--- WHAT THE TASK ASKS ---
Restate the entire listing word for word.

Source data

#####

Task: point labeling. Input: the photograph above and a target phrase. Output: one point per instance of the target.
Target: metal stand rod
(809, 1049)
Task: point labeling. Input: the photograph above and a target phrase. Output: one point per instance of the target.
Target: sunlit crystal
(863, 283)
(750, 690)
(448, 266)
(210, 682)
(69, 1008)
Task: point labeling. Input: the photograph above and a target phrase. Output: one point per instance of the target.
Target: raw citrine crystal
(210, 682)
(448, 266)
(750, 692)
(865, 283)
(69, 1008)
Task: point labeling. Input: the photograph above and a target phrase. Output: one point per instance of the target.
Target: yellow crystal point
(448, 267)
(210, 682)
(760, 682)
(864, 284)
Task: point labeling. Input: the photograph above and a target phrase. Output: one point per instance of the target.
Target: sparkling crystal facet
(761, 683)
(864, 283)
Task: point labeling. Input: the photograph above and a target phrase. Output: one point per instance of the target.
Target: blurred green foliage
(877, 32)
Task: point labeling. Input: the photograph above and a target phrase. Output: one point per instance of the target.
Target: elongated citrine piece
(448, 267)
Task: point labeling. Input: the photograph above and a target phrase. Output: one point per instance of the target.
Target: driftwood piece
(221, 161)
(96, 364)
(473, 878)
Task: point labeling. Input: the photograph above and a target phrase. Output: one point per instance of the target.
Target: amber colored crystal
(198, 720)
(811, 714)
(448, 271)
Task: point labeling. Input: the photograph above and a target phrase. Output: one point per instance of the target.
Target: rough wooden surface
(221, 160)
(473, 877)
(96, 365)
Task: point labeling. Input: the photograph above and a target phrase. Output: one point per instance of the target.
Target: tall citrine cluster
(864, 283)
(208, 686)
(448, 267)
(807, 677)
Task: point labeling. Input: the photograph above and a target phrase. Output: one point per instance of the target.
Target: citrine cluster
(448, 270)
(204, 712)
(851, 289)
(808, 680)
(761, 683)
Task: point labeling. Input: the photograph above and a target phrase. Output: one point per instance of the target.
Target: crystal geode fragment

#####

--- THE RESPONSE ---
Task: point labeling. Input: the photograph above and a target phrase. Output: one point per instance of the target.
Target: metal stand rod
(809, 1049)
Task: point labeling. Input: the photograph above and a target phrase. Output: one point per instance of the target.
Target: sunlit crystal
(863, 283)
(750, 690)
(448, 266)
(210, 682)
(69, 1008)
Task: point labeling. Input: the photograph above and a target phrase. Output: one point per instance of the target.
Target: raw citrine crystal
(210, 682)
(448, 266)
(750, 692)
(865, 283)
(69, 1008)
Task: point labeling. Input: the photograph above and a target phrase. Output: one point per instance of the target.
Target: yellow crystal point
(448, 267)
(210, 682)
(760, 682)
(864, 284)
Task: point labeling. Input: the photograph above and a target phrase. Output: one point per instance of the target.
Target: sparkling crystal facet
(761, 683)
(864, 283)
Task: point labeling. Input: the photograph above and a target phrase. Output: one point per instance of the target.
Target: blurred green foliage
(877, 32)
Task: point labeling. Input: the photograph above and a target phrase. Output: one point per instance of the target.
Target: elongated citrine piece
(448, 267)
Task: point labeling. Input: the photograph above and a target phrase. Output: one point per instance of the target.
Target: driftwood piece
(221, 161)
(96, 364)
(473, 878)
Task: point labeling. Input: the photograph above and a target phrase. Output: one point per instance of the target.
Target: amber colored crystal
(198, 720)
(811, 714)
(448, 271)
Task: point labeling. Input: the photograph above and a target phrase. Output: one point per instance of the target.
Target: rough wooden surface
(221, 160)
(473, 877)
(96, 365)
Task: point labeling. Input: the photograph above and a target phrase. Output: one point per instance of the target.
Target: tall citrine cluster
(864, 283)
(208, 686)
(448, 267)
(807, 677)
Task: point labeling. Input: the photograph above and a target phrase. Output: one point per instance of the target.
Target: citrine cluster
(448, 270)
(204, 712)
(851, 289)
(808, 680)
(761, 683)
Task: point labeling. Input: the photograph above and a target phrase. Output: one point per instance of the target.
Target: crystal geode fragment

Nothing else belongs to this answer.